Text –
* * * * *

A bit from wiki on War Daddy's S&W 45 Auto Rim revolver (take wikipedia for what you will): "After being parkerized and refurbished, most of the revolvers were re-issued to stateside security forces and military policemen, but 20,993 of them were issued overseas to "specialty troops such as tankers and artillery personnel" throughout the course of U.S. involvement in World War II." So, Ayer's may have intentionally shown War Daddy with the revolver as one of those 20,993 tankers that were issued an M1917 rather than an M1911.
The mention of "Saving Private Ryan", brought back a memory. Not long after it came out, I was having a conversation with our neighbor who had just seen it. She said.. "I was a nurse during the Korean war, and the blood and guts in "Saving Private Ryan" was almost too much for me!"
Hey, wait! In that Platoon clip, was that guy the head doctor from Scrubs‽
Yes. Yes it was. John c McGinley I think
Hurtlocker “attention to detail” overlooked the fact the Xbox 360 in it, that was released 3 years after the war.
2001 “Behind Enemy Lines”….ejection sequence….not the hitting each other and not the flying off route that got them in shot down but the ejection sequence from when the Ejection command is given…..the explosive bolts, leg restraints cinching up….after that started going sideways …literally and figuratively. The rocket motors for the ejection seats are specifically designed so that one crew member goes left and one right to avoid hitting each other. Been almost 25 years so not sure exactly what direction, but I believe it was pilot up and to the left and back seater up and to the right. The handle, and slo motion framing to show more than just pulling the ejection handle was actually reasonably authentic. For the F/A-18 at least and probably most modern tactical aircraft, the headrest is the parachute. When it has to be packed knot the headrest it is first folded then sent over to the station flight equipment shop. That is also the long room you see in all the movies to spread out the parachutes out for inspection and repackaging. After folded usually spends a night or two in a hydraulic press to flatten it enough to fit in the head box.
That’s good to know. Shame they messed up all the Landmine scenes…
I like how doc Row says something about not seeing any syrettes on moose heyliger. another nice tibit even though i never see them do that any other time in the series
You can see Doc attach syrettes to the wounded other times, it's just more subtle, and when Welsh is hit he writes an M on his forehead in blood.

* * * * *

Dataset –
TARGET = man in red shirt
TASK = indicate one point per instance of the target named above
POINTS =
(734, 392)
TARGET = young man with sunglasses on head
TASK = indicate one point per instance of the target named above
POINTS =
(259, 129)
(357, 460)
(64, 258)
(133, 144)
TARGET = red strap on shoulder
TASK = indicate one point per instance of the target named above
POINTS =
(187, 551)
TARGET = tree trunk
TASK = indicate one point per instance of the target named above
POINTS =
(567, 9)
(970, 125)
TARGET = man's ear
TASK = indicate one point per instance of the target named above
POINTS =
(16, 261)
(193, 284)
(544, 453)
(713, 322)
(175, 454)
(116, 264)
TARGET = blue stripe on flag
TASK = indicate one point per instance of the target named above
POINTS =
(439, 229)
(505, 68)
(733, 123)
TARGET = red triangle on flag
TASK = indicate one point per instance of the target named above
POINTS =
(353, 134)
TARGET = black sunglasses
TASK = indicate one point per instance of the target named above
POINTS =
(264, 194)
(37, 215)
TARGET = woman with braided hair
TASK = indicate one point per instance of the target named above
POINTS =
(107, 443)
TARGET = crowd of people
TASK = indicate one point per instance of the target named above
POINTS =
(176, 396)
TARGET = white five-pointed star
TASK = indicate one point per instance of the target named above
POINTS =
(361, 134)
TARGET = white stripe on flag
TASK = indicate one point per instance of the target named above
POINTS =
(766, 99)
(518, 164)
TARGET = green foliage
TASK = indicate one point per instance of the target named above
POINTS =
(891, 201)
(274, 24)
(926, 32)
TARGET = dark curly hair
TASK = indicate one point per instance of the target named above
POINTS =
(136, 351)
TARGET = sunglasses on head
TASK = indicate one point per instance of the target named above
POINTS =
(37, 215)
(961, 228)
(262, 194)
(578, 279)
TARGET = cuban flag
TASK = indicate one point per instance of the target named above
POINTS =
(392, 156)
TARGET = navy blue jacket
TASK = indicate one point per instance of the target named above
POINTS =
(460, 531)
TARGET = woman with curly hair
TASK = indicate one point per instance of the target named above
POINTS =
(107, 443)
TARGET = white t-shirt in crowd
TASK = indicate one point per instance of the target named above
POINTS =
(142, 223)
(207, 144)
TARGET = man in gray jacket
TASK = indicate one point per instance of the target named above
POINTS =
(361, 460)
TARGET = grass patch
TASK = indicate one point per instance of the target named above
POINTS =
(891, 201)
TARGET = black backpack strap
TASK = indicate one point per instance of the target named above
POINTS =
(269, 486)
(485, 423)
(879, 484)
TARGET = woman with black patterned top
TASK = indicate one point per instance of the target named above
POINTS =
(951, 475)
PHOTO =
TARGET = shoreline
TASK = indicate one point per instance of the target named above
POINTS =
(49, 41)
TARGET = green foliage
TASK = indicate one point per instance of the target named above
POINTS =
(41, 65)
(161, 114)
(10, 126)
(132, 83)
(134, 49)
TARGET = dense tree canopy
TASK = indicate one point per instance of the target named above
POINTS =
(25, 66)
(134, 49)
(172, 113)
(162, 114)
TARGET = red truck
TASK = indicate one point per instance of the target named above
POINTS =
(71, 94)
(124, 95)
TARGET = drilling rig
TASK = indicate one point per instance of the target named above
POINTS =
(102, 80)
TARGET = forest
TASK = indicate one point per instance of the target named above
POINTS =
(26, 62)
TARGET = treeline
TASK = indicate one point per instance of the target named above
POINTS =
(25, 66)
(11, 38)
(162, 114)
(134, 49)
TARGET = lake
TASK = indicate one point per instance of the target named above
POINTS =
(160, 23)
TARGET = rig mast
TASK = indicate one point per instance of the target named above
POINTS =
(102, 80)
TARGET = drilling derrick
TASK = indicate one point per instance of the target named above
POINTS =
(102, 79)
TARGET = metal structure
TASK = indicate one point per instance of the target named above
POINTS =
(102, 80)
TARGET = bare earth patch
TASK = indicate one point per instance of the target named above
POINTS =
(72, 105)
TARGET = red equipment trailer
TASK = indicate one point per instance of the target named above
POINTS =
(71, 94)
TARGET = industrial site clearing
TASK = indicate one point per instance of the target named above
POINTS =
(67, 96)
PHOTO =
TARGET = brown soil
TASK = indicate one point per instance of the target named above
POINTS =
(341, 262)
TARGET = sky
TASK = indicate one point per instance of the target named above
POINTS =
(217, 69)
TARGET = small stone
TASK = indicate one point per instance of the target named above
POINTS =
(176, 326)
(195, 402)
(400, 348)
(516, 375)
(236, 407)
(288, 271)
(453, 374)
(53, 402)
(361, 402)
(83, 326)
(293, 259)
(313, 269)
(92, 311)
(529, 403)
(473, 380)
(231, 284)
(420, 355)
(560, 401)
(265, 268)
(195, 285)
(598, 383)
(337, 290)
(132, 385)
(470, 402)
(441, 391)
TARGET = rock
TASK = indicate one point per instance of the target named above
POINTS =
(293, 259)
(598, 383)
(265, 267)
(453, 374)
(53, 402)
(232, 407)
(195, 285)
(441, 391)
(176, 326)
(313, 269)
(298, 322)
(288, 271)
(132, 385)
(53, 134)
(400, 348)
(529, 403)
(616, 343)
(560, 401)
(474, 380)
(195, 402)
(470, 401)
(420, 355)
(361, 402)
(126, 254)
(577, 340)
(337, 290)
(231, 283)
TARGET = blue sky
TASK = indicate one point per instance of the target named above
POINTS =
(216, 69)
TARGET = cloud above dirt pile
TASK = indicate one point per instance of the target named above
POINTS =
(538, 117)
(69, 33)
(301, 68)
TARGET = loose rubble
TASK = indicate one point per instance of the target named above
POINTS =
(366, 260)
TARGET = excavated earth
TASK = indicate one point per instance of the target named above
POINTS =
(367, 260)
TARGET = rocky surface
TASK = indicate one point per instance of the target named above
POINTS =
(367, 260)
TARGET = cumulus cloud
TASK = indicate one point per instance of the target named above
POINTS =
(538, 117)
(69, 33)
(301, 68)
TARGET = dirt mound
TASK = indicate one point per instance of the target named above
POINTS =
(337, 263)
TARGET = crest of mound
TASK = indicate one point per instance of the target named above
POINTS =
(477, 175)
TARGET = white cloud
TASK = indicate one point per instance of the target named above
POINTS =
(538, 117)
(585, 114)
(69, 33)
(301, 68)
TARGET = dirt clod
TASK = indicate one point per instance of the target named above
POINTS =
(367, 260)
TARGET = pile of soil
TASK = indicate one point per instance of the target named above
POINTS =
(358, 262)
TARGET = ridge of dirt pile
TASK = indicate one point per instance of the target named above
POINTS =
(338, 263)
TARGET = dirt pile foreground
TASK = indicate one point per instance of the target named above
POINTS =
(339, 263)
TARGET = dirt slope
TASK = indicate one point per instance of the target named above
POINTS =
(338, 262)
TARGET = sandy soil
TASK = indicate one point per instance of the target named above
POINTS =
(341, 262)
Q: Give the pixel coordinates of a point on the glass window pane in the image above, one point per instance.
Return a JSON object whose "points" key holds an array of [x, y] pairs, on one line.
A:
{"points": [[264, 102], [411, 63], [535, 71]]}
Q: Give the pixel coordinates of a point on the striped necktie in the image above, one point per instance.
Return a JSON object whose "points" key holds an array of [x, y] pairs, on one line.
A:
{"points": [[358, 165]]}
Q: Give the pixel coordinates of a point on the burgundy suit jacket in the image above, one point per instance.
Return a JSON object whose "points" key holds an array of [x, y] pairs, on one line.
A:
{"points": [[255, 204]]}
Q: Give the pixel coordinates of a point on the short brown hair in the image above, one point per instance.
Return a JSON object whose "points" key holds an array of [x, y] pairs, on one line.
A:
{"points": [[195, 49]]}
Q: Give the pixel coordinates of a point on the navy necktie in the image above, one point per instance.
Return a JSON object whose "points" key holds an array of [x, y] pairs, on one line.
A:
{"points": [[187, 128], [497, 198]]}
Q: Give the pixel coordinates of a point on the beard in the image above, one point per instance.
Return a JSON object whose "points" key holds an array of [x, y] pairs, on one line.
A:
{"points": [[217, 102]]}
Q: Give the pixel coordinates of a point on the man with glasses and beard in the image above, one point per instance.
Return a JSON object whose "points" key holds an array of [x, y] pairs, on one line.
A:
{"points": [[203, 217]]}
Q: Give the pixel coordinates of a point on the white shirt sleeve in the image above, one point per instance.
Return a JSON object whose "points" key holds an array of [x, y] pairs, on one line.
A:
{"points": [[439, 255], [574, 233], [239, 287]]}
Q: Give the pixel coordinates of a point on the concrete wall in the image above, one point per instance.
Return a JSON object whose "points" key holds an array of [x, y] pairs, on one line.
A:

* * * * *

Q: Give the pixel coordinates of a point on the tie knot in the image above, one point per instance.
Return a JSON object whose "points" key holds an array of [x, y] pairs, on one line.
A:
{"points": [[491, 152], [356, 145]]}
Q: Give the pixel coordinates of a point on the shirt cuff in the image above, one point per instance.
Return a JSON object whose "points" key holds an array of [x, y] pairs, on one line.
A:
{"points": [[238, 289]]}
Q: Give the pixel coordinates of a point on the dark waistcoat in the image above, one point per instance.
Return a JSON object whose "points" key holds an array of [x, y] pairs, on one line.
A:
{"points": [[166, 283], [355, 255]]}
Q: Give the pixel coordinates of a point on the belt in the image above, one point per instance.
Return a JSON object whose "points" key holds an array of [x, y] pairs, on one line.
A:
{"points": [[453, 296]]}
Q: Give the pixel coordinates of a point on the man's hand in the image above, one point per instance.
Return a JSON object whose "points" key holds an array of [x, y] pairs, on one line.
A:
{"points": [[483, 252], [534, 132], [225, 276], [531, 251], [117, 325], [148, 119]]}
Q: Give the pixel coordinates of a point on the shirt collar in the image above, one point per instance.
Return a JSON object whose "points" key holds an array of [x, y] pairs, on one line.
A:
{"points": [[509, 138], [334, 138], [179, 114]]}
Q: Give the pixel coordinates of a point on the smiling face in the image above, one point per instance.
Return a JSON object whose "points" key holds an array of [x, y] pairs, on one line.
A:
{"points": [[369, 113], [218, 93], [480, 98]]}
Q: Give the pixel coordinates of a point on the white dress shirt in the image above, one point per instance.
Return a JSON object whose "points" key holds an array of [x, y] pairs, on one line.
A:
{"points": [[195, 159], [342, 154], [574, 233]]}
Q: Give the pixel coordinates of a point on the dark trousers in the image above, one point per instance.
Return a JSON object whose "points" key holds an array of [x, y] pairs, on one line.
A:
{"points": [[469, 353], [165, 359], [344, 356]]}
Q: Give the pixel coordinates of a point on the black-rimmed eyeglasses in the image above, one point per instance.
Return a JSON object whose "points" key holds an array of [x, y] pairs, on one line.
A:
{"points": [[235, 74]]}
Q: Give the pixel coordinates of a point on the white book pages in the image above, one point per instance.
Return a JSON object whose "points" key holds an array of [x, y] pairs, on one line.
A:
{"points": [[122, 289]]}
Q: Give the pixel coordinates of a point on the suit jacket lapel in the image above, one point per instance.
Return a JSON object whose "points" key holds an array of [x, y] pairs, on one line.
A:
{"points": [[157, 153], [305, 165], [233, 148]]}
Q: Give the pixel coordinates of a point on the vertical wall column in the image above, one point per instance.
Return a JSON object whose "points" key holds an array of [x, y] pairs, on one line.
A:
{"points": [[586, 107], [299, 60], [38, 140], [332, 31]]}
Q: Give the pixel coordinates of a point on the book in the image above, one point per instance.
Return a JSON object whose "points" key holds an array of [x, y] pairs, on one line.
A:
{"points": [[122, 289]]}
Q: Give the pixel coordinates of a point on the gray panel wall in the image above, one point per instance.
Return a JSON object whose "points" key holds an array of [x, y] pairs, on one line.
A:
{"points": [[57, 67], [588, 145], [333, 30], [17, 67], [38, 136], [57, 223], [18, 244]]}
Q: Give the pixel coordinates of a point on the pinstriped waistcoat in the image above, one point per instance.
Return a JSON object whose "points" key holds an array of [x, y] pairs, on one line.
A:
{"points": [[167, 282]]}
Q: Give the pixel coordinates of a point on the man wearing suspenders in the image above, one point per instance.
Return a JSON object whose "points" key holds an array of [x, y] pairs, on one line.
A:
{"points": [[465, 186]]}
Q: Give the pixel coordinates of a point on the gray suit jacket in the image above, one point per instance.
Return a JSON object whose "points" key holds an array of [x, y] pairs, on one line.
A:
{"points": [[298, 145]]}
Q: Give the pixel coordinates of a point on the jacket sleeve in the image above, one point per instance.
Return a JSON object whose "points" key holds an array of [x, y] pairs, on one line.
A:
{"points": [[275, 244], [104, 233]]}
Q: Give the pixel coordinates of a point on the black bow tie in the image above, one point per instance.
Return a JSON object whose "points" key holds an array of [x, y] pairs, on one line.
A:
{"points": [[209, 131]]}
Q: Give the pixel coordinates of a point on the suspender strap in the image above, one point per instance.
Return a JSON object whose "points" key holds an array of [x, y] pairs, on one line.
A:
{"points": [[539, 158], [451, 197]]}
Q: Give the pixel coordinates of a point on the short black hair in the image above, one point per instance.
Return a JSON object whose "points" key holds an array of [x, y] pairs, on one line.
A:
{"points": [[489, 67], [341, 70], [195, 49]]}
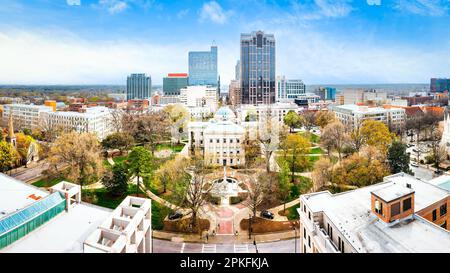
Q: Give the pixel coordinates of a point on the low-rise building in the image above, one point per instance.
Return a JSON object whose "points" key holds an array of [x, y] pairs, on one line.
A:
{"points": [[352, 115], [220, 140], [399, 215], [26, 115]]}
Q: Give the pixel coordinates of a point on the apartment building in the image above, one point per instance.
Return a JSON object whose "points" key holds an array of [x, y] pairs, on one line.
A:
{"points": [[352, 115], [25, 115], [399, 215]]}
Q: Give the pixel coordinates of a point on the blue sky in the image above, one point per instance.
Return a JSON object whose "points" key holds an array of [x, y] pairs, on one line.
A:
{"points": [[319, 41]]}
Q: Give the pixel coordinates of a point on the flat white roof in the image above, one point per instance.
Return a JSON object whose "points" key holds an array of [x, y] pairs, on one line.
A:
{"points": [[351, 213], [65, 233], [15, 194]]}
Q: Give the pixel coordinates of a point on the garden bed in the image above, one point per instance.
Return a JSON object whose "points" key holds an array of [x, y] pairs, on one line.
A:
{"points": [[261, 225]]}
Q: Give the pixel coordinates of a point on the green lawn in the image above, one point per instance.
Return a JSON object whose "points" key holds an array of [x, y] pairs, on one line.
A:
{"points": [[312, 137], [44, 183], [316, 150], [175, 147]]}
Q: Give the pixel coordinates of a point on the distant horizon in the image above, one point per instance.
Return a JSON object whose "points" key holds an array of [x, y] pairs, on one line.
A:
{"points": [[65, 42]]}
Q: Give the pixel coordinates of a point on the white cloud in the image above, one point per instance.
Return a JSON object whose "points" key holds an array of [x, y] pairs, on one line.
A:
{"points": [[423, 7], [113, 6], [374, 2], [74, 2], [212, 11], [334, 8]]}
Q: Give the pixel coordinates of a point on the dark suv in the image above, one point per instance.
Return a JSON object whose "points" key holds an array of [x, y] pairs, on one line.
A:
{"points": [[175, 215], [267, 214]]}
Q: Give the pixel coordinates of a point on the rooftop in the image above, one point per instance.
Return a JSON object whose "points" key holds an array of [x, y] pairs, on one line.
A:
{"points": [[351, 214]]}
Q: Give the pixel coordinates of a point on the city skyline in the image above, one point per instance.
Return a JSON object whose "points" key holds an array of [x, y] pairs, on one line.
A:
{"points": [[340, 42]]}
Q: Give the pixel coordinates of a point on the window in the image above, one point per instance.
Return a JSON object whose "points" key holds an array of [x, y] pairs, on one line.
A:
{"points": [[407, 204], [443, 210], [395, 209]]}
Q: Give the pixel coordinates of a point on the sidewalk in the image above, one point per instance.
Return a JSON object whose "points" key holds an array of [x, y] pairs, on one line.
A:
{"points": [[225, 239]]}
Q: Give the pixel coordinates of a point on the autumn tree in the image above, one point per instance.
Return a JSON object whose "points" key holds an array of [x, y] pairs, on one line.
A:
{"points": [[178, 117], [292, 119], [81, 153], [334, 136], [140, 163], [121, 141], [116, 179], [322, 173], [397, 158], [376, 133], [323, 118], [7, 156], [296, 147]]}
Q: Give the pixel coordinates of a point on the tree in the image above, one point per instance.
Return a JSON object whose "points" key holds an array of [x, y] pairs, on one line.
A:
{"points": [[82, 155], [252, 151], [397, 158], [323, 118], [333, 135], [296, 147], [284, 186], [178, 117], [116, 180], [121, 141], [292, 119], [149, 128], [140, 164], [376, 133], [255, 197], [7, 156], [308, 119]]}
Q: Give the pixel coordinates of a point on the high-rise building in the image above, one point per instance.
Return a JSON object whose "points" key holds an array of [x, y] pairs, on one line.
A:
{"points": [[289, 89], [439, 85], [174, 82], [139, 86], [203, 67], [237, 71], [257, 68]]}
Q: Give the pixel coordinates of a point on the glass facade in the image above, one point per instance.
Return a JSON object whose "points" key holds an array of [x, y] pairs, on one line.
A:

* * * * *

Task requirements –
a) According to the comment thread, how many of the revolvers were issued overseas to specialty troops?
b) Transcribe everything in the comment thread from "That’s good to" down to "forehead in blood.".

Solved tasks –
a) 20,993

b)
That’s good to know. Shame they messed up all the Landmine scenes…
I like how doc Row says something about not seeing any syrettes on moose heyliger. another nice tibit even though i never see them do that any other time in the series
You can see Doc attach syrettes to the wounded other times, it's just more subtle, and when Welsh is hit he writes an M on his forehead in blood.